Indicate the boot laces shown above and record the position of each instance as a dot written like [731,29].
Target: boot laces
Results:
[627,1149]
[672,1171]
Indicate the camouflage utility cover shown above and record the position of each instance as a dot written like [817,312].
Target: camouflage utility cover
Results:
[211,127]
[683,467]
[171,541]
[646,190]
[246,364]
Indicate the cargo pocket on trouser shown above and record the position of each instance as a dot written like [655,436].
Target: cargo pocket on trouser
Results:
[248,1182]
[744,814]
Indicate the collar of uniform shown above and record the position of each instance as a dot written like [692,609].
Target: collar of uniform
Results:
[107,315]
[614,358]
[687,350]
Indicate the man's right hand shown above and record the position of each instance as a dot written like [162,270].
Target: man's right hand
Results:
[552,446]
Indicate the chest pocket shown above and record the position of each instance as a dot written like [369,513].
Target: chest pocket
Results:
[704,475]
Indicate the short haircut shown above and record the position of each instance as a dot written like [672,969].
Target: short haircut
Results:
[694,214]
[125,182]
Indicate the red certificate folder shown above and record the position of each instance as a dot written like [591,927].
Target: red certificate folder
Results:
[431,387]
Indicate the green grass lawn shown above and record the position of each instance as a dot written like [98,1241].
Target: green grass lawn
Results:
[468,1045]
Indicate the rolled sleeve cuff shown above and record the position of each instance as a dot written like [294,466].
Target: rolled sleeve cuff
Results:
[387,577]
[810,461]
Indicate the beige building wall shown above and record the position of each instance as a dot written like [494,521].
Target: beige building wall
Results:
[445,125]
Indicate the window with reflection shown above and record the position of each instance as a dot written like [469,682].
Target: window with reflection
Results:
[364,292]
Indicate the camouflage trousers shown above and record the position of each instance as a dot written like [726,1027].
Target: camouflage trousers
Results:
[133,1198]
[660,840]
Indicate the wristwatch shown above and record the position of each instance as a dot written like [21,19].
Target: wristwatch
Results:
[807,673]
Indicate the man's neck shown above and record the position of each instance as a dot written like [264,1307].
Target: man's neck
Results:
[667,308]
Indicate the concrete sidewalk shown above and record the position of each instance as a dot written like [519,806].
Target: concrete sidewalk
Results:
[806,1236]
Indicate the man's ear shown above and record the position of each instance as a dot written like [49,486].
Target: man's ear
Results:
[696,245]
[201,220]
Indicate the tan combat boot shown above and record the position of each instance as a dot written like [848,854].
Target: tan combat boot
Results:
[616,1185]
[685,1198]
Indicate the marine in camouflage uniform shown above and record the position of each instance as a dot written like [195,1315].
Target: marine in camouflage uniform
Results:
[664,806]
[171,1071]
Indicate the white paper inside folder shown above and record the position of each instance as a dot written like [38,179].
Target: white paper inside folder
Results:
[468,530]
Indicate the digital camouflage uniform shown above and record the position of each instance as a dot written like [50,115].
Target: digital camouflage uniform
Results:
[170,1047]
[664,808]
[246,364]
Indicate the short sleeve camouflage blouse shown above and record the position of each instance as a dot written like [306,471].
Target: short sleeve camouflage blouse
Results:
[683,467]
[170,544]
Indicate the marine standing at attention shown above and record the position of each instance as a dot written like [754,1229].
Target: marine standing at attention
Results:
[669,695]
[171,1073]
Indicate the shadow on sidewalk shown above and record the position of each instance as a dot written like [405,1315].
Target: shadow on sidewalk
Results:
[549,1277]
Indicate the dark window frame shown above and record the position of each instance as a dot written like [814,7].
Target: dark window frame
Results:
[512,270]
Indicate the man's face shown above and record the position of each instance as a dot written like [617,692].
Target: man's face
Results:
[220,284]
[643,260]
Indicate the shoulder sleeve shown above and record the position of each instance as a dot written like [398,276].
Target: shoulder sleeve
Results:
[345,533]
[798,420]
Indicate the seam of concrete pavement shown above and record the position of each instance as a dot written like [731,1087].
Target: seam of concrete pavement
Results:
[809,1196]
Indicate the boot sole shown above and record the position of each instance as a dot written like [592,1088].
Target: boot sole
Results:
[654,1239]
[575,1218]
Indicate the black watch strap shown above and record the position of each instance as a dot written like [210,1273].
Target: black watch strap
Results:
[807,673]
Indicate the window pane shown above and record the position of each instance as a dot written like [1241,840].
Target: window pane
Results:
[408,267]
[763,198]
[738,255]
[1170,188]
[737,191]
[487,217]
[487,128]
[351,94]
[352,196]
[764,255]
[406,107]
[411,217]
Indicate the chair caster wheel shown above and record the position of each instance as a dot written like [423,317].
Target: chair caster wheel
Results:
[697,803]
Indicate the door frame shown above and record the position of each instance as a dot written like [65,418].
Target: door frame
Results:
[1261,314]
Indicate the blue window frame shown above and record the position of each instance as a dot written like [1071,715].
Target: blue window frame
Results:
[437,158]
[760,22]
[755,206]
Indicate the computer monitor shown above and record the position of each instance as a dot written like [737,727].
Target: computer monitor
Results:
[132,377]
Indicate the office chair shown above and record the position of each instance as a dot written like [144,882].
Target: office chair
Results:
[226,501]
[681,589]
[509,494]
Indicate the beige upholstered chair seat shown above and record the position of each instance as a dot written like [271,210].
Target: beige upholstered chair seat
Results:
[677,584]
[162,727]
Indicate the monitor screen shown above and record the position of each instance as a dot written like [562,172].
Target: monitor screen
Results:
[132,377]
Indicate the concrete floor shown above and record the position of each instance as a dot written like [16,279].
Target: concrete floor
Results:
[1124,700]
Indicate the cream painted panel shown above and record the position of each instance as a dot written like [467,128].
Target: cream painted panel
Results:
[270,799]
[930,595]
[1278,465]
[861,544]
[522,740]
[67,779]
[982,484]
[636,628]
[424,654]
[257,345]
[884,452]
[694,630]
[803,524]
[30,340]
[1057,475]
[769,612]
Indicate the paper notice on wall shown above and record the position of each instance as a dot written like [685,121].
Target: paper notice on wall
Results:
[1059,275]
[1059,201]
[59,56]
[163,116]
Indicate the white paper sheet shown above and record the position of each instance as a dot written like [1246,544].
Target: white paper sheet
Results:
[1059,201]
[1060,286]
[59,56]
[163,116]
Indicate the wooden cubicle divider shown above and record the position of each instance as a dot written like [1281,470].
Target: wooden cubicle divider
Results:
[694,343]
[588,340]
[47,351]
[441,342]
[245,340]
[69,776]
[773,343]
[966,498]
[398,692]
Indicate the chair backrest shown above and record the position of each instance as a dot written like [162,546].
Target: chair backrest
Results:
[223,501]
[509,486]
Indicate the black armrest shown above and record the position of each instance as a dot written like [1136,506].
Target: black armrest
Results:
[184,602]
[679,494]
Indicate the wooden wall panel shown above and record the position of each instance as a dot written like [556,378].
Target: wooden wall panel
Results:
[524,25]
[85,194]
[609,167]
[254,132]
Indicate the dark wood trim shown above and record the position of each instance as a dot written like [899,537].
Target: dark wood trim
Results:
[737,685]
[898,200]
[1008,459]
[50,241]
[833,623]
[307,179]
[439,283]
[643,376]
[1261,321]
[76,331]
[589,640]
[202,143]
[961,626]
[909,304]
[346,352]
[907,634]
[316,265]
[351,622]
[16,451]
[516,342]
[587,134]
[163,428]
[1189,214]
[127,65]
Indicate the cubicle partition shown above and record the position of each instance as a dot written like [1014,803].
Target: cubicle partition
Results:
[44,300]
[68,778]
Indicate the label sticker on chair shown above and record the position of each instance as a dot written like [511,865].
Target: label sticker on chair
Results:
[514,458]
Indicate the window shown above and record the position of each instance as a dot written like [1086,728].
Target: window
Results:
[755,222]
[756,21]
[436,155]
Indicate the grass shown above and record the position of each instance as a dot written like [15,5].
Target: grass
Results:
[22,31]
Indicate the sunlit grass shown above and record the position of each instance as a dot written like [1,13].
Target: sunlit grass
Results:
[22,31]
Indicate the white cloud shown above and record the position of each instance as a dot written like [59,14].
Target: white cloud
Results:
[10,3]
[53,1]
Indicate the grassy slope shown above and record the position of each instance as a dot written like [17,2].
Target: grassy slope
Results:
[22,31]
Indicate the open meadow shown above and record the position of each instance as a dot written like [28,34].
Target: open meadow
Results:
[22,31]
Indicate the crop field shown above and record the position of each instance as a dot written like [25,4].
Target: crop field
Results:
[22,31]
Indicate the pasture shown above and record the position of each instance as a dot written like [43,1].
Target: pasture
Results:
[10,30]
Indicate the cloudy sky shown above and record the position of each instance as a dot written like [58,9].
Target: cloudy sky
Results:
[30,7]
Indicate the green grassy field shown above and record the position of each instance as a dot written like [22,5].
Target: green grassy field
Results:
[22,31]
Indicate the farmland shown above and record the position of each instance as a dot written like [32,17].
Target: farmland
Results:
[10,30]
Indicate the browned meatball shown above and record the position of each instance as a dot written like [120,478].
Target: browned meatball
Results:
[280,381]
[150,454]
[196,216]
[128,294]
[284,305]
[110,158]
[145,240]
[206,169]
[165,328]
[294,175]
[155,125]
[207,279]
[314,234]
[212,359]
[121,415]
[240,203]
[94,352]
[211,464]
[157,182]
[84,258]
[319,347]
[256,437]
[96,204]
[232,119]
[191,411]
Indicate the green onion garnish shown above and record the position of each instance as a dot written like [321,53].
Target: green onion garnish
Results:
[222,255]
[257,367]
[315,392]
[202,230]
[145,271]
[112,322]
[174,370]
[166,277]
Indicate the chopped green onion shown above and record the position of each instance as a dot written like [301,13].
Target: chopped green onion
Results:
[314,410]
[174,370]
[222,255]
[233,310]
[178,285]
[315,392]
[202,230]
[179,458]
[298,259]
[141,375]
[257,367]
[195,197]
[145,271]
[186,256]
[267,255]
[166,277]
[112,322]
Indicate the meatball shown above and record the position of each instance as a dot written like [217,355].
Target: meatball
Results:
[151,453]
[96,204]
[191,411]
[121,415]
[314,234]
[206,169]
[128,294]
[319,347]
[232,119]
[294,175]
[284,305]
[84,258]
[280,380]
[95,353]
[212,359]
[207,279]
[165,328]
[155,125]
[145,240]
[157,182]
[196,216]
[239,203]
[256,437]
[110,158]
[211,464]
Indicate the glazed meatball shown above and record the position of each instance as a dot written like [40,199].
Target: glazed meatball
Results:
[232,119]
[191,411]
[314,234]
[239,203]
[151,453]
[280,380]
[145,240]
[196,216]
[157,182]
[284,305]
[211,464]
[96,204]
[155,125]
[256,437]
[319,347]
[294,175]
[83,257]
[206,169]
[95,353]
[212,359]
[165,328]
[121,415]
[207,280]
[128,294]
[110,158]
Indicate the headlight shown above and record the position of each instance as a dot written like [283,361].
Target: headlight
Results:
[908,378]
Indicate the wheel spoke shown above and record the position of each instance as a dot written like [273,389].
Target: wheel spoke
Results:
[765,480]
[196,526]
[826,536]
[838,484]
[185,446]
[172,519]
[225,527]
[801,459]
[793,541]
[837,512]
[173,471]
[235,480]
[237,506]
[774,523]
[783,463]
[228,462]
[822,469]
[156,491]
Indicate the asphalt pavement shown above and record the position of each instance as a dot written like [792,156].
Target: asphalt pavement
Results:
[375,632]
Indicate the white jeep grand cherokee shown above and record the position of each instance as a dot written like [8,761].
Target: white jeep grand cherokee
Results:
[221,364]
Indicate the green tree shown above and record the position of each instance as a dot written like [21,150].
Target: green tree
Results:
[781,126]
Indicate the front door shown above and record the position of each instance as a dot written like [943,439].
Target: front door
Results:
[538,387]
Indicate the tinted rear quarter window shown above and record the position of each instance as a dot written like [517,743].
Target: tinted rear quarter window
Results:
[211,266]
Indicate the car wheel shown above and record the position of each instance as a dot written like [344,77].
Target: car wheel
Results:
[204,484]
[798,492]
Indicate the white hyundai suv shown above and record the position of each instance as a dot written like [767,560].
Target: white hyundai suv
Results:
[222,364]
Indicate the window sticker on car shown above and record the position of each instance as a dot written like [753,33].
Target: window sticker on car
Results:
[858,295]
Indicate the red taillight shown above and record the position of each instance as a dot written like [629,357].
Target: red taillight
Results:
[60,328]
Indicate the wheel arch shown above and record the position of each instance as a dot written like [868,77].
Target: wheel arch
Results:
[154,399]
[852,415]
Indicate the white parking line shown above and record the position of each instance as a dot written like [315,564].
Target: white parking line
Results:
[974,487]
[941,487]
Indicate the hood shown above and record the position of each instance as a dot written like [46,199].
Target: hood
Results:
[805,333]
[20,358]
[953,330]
---
- _Written exercise_: Extract, exactly, the lines above that begin at the line containing "Indicate the asphalt" and end at the final line of the records; add no other text.

- _Solution to the problem_:
Indicate the asphalt pavement shown above and record the position of each instance as a dot written like [792,156].
Target: asphalt pavement
Results:
[375,632]
Indicate the white jeep grand cherokee shown above and record the position of each instance as a dot written like [8,761].
Target: white jeep grand cherokee
Results:
[221,364]
Indicate the green tree shown above and record the position of each instance as a dot written like [21,150].
Target: green tree
Results:
[781,126]
Indicate the front door shown above and record the position of each instance as a dot written like [943,439].
Target: front door
Results:
[538,387]
Indicate the tinted rear quarter window shown above and record the position of each instance as a dot written like [517,743].
Target: tinted rear quarter window
Results:
[211,266]
Indicate the car wheel shown above and record the position of each instance as a dot written like [344,77].
Target: car wheel
Results:
[204,484]
[798,492]
Indicate the white hyundai suv shown above and record the position of each instance as a dot written like [767,560].
Target: white hyundai suv
Results:
[222,364]
Indicate the window sticker on car shown above and record the position of each instance as a dot written like [753,33].
Target: window sticker on car
Results:
[858,295]
Indicate the red taillight shown above and record the position of each instance as a dot written like [629,357].
Target: red taillight
Results:
[60,328]
Indicate the wheel arch shown above and record the position of each instance as a dot written like [868,77].
Target: wheel arch
Results:
[154,399]
[852,415]
Indicate the white parking line shown above and record the position of each instance as a dot written like [315,564].
Target: white parking line
Results:
[974,487]
[941,487]
Indicate the hood shown above and record the position of each instance as a dot written like [46,199].
Target: hood
Results:
[805,333]
[20,358]
[953,330]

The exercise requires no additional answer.